— start —

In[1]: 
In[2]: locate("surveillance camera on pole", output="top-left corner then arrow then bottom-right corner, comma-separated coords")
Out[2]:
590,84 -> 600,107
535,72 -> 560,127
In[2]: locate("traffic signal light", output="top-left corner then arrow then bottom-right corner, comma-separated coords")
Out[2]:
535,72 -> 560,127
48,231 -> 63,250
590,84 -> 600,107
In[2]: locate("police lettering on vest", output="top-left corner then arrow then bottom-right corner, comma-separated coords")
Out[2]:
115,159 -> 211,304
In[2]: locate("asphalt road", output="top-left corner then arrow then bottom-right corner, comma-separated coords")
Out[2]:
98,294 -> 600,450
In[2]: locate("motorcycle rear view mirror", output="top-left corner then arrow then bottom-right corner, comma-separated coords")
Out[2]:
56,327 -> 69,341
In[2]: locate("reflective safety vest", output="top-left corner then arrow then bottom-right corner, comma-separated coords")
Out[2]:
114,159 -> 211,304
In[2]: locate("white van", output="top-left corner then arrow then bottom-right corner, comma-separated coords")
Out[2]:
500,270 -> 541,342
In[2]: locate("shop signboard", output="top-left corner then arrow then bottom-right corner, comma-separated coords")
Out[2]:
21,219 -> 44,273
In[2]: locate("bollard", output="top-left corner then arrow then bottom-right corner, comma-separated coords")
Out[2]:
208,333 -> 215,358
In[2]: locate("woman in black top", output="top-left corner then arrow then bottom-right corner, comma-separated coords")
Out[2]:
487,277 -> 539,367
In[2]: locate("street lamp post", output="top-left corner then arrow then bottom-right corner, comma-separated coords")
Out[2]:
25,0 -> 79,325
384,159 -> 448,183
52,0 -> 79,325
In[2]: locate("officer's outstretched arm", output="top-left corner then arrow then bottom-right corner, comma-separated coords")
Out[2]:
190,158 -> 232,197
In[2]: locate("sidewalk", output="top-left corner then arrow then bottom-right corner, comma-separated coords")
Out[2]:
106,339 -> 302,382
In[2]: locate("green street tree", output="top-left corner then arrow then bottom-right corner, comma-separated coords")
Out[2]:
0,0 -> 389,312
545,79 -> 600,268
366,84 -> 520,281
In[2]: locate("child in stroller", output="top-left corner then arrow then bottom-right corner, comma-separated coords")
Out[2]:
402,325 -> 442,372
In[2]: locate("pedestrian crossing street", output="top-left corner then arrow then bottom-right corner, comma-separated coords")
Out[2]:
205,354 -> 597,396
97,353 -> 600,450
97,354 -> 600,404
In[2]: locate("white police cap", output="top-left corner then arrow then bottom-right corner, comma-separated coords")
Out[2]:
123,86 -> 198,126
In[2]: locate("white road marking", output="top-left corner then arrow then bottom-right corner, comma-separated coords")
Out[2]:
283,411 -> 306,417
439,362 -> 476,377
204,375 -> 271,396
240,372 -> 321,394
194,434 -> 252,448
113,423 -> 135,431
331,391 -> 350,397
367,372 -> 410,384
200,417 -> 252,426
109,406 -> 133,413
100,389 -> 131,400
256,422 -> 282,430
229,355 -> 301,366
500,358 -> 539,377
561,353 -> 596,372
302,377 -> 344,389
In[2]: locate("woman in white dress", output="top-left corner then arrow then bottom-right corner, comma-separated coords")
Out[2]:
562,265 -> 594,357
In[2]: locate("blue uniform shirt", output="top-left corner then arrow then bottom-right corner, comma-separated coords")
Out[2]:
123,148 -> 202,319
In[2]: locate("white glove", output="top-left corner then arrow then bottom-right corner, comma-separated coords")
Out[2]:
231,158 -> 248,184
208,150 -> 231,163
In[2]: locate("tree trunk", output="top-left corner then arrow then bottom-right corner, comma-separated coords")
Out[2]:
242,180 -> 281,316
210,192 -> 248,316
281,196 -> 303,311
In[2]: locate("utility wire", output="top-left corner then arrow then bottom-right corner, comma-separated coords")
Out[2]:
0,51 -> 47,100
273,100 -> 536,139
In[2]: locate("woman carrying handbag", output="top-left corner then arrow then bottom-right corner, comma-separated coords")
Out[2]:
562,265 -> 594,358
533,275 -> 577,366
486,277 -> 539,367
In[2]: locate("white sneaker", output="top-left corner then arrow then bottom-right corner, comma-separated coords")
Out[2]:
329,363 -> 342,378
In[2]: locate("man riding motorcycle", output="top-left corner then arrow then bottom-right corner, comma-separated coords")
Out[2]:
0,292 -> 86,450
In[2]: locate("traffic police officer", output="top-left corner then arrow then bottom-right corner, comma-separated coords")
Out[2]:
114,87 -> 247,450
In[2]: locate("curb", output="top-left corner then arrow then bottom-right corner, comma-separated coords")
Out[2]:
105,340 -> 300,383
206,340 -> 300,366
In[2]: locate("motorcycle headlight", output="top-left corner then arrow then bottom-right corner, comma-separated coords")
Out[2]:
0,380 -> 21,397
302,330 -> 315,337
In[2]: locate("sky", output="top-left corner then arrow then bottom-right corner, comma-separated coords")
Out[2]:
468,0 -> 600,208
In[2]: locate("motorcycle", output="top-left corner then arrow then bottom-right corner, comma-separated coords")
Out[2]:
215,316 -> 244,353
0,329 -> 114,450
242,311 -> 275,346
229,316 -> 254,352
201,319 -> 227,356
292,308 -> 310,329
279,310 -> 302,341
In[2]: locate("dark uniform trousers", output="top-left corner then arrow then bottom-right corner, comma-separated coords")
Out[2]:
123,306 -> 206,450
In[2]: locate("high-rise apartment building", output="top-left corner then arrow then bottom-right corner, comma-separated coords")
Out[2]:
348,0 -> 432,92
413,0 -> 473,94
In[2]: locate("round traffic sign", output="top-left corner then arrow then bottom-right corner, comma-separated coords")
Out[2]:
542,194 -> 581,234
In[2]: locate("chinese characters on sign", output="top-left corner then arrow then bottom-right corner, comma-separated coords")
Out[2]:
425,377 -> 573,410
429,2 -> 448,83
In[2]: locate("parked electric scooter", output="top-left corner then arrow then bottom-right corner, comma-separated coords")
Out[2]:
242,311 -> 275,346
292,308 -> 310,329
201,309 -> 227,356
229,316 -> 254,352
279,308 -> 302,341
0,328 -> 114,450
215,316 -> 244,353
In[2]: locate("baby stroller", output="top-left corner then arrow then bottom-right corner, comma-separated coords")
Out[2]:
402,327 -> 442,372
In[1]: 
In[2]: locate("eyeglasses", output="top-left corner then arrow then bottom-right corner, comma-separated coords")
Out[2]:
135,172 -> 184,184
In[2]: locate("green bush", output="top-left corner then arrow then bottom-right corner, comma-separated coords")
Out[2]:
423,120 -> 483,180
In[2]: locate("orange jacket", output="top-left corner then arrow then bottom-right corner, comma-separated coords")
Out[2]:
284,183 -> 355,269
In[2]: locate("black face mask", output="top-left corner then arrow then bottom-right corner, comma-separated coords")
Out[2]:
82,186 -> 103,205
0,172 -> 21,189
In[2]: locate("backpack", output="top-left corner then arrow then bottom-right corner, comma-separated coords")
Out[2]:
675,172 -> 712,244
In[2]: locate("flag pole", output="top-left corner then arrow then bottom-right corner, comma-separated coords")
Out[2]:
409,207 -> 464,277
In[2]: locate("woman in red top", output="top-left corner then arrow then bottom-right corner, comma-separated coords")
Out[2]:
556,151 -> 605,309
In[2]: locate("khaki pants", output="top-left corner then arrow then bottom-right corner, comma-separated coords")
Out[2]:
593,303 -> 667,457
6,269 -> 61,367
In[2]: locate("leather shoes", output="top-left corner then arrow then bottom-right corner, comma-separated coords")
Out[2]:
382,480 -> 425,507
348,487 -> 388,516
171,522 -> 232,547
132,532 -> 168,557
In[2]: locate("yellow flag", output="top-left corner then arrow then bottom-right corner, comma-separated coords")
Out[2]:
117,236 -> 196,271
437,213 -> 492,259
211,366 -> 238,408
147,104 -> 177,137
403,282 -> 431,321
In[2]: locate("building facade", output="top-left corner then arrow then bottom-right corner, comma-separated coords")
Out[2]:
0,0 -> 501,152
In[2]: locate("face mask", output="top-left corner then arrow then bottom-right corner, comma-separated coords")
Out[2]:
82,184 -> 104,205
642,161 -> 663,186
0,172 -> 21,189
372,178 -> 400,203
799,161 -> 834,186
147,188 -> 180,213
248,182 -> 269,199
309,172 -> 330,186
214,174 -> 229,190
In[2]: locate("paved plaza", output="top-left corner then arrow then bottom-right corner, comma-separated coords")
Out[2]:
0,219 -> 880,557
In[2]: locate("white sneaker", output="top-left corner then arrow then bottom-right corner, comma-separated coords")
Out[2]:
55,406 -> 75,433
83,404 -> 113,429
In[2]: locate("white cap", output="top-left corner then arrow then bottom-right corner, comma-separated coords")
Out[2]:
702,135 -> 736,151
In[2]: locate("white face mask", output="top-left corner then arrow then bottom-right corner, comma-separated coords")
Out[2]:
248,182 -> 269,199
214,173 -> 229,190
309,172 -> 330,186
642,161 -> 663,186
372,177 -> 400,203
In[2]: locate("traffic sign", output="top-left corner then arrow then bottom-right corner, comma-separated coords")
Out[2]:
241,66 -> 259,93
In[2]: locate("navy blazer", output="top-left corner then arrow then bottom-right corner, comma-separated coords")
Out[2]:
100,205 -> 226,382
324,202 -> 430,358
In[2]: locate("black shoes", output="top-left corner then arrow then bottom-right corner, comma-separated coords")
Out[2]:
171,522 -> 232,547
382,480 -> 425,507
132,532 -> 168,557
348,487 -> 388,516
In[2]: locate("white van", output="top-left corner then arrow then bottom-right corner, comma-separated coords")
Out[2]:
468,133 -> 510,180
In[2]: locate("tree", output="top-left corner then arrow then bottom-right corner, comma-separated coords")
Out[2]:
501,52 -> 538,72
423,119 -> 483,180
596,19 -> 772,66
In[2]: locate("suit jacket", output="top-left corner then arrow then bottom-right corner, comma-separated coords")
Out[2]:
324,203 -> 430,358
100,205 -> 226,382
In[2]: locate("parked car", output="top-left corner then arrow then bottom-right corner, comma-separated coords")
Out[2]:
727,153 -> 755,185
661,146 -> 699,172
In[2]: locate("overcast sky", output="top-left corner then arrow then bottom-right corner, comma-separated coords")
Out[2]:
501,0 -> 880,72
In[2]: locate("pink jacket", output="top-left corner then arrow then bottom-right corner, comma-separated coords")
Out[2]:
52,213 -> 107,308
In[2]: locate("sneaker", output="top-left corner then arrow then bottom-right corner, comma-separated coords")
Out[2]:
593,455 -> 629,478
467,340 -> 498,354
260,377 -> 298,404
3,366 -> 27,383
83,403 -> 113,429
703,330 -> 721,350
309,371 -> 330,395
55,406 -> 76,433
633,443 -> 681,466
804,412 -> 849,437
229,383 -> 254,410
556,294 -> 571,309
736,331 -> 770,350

— end —

- THE REQUEST
Please recast the data, from its first line up to and including the line containing "98,294 -> 600,450", as a Markdown table with the columns Row and Line. Leave out blank lines.

- ANSWER
| Row | Line |
|---|---|
| 1 | In[1]:  |
| 2 | In[2]: locate("surveillance camera on pole", output="top-left corner then arrow then bottom-right corner, comma-separated coords") |
| 3 | Out[2]: |
| 4 | 590,84 -> 600,107 |
| 5 | 535,72 -> 560,127 |
| 6 | In[2]: locate("traffic signal light", output="top-left corner then arrow then bottom-right corner, comma-separated coords") |
| 7 | Out[2]: |
| 8 | 535,72 -> 560,127 |
| 9 | 48,231 -> 63,250 |
| 10 | 590,84 -> 600,107 |
| 11 | In[2]: locate("police lettering on vest", output="top-left corner then arrow then bottom-right corner, comma-separated coords") |
| 12 | Out[2]: |
| 13 | 115,159 -> 211,304 |
| 14 | In[2]: locate("asphalt road", output="top-left corner then arrow then bottom-right corner, comma-separated coords") |
| 15 | Out[2]: |
| 16 | 98,294 -> 600,450 |